● GOAL: Reproduce each of the items below word for word, leaving out the pictures.

● SUPPLIED RECORDS:
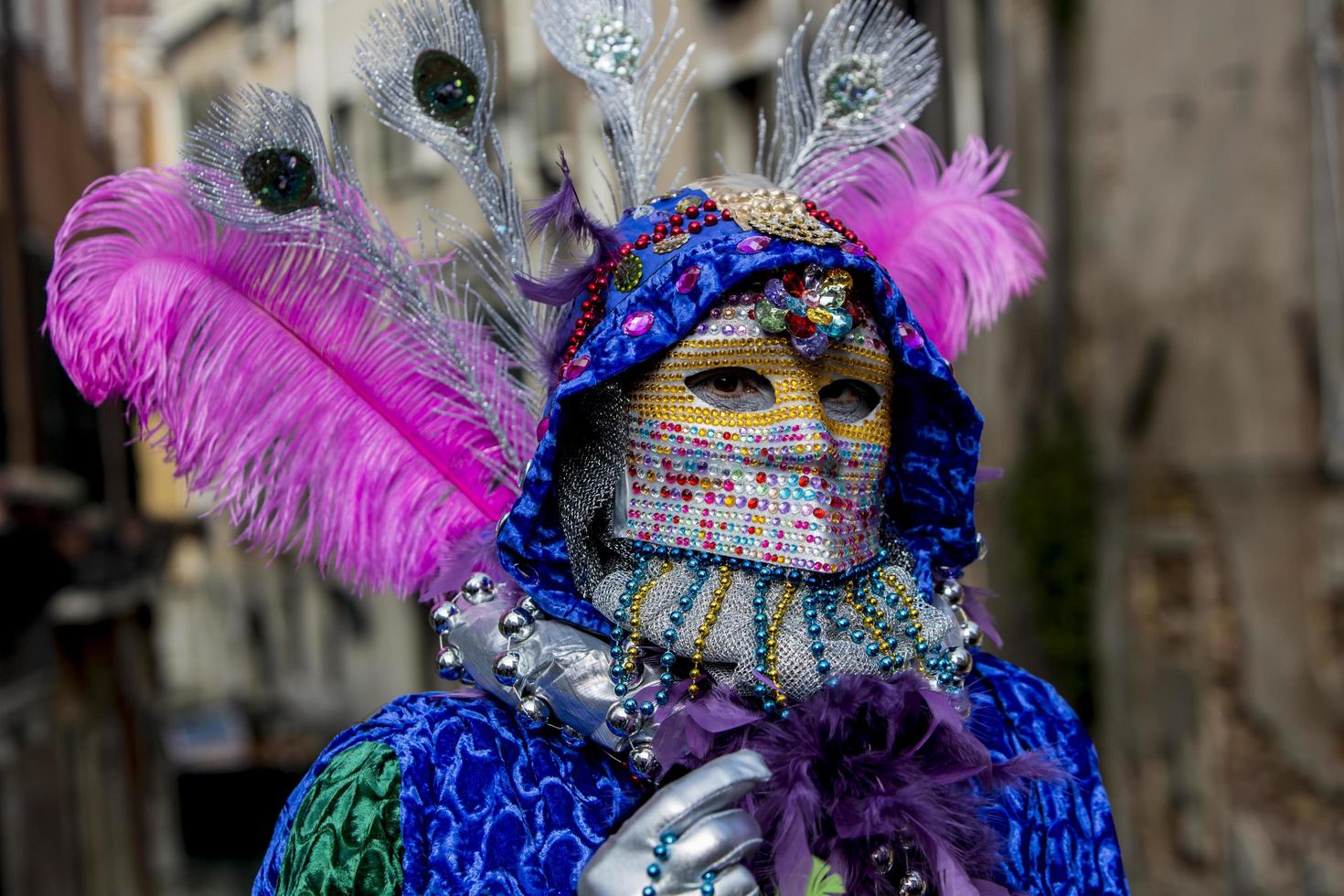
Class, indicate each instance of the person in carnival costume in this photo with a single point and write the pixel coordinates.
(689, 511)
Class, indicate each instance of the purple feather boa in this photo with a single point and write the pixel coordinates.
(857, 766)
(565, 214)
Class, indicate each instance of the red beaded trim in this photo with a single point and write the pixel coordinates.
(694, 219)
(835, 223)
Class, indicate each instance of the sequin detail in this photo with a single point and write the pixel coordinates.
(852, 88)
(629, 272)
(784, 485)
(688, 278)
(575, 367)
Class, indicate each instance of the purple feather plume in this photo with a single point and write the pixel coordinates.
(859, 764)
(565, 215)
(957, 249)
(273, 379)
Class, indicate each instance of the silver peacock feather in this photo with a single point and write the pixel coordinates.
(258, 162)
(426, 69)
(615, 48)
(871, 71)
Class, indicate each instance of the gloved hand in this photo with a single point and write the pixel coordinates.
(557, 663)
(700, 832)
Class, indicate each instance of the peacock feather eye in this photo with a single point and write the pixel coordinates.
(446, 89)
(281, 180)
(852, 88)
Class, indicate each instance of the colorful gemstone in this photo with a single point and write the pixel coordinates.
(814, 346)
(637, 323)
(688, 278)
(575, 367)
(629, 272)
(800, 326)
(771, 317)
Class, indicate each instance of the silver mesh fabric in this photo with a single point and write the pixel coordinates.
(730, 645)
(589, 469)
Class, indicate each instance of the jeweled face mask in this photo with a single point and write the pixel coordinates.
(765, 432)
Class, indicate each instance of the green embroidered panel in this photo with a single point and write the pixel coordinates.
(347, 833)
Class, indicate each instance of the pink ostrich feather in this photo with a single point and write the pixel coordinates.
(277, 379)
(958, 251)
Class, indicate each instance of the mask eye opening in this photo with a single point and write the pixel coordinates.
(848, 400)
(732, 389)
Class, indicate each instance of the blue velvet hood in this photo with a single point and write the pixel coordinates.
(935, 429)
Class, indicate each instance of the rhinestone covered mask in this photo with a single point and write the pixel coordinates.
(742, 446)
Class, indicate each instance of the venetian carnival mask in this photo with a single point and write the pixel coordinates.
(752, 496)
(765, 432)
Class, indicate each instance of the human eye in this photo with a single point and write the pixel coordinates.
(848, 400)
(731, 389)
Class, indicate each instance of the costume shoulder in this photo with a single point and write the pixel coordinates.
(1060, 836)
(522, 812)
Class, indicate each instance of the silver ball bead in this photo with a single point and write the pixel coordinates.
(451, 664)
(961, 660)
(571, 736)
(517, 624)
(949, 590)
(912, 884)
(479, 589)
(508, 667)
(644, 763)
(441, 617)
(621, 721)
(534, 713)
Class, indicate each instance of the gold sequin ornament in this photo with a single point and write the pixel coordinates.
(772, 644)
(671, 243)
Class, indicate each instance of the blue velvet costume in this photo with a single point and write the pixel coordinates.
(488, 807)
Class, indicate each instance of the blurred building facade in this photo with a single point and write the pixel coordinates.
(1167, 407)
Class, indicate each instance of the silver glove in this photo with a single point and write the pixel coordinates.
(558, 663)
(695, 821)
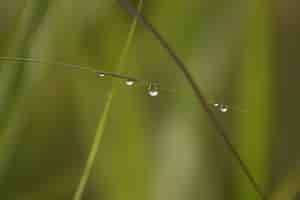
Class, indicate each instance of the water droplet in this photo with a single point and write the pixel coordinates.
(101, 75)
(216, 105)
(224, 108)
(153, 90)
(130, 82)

● FULL SOLUTION:
Class, indicate each instance of the person in carnival costume in this photo with a single point and write the pixel coordinates.
(689, 511)
Class, indicate each instance of the purple feather boa in this photo with a single point and write the pixel coordinates.
(857, 766)
(565, 214)
Class, indicate each instance of the red beaded trim in this photo with a single point and write the pixel coordinates.
(694, 219)
(835, 223)
Class, indicate each instance of the sequin detail in this photo with a single point and write the pixel coordinates.
(852, 88)
(629, 272)
(784, 485)
(688, 278)
(575, 367)
Class, indicate each instance of the purple feather plume in this photo with a single point and write the pixel coordinates.
(859, 764)
(565, 215)
(957, 249)
(273, 379)
Class, indicate each instance of the silver peacock feather in this photo with a single point and write the pixel coordinates.
(258, 162)
(426, 69)
(615, 48)
(871, 71)
Class, indicate each instance of the gloved hand in this photo with a single point and write the pixel coordinates.
(557, 663)
(700, 832)
Class, indicate each instance of the peacock feather eye in this photo with a single point and write the pixel coordinates.
(446, 89)
(281, 180)
(852, 88)
Class, indicate each instance of the colorful gemstone in this photo with a single point and write the pixel coordinates.
(814, 346)
(637, 323)
(688, 278)
(575, 367)
(629, 272)
(800, 326)
(771, 317)
Class, indicate each instance of the silver mesh fabric in this photo with a single point and write the pixel coordinates.
(730, 645)
(589, 469)
Class, indicate each instance of the jeweled face mask in this photo with a single point and write the pixel coordinates.
(765, 432)
Class, indicate each instance of the green embroidered panel in this photo with a single point and write the pixel coordinates.
(347, 833)
Class, indicate each instance of the pink ostrich feather in this photo with a single point and write the pixel coordinates.
(277, 379)
(958, 251)
Class, indicate each instance of the mask eye opening in this photo with a single point and write the pixel coordinates.
(848, 400)
(732, 389)
Class, indicate each instance of the blue velvet hood in this photo with a single point and write the pixel coordinates.
(935, 429)
Class, indicate each instance of the rhinestone covered mask in this photo with a single point and write the pixel coordinates.
(742, 446)
Class, indicate each instance of the venetian carnival mask in this photo with a single point and write the pixel coordinates.
(752, 496)
(765, 432)
Class, indicate each instance of the human eye in this photo with a single point and write the pixel coordinates.
(848, 400)
(731, 389)
Class, indicate each instance of the costume shoulder in this photo with a single point and write the pixel coordinates.
(1060, 836)
(522, 812)
Class, indicate each instance of the silver ball bead in this photo with a single point and write the pixel coordinates.
(451, 664)
(961, 660)
(571, 736)
(517, 624)
(949, 590)
(912, 884)
(479, 589)
(508, 667)
(644, 763)
(441, 617)
(621, 721)
(534, 713)
Class, indicate each instance of the gold sequin ornament in this photo with a single point and write the pixel coordinates.
(772, 644)
(671, 243)
Class, indicate each instance of the blue velvet costume in this photo with a single point and write the pixel coordinates.
(488, 807)
Class, indicate each instance of the blurred building facade in this photo with a single point and write the pixel coordinates.
(1167, 407)
Class, indicate each instance of the silver glove in this photo with a single point and write the pixel coordinates.
(558, 663)
(695, 821)
Class, indicate each instance of the water droplet in this photo with a single point and write the pixel coordinates.
(101, 75)
(216, 105)
(224, 108)
(153, 90)
(130, 82)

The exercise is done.